OBJECTIVE — Copy the entries below word for word, leaving out the pictures.

SOURCE RECORDS —
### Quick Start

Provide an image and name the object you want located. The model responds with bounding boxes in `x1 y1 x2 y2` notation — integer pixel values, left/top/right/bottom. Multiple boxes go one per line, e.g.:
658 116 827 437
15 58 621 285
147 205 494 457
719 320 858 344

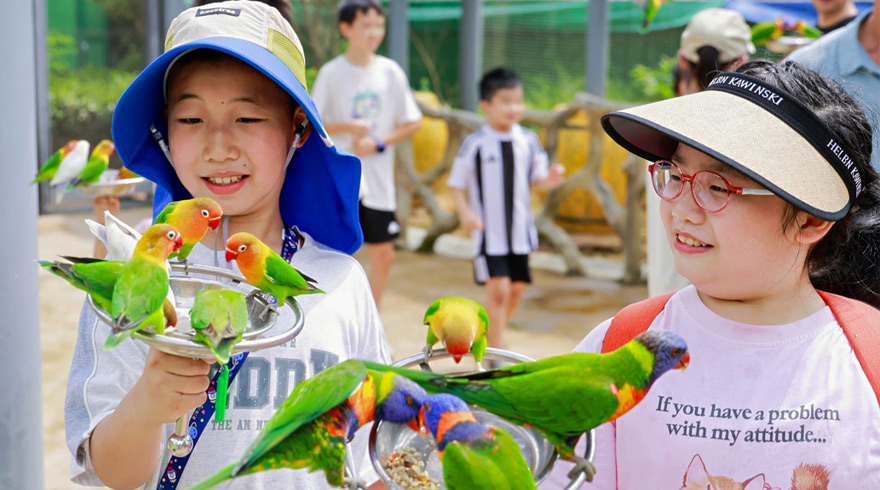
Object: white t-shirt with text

ANSWER IN FULL —
### Quick Start

Provide an image and name the object you want located. The model responds with bounding boxes in `x1 y1 x2 y2` notation — integer pixel values, left/top/right/bottom. Multiple boxes go one per line, e.g.:
658 116 827 437
15 58 621 285
147 205 494 457
719 320 858 344

Object: white t-shirt with text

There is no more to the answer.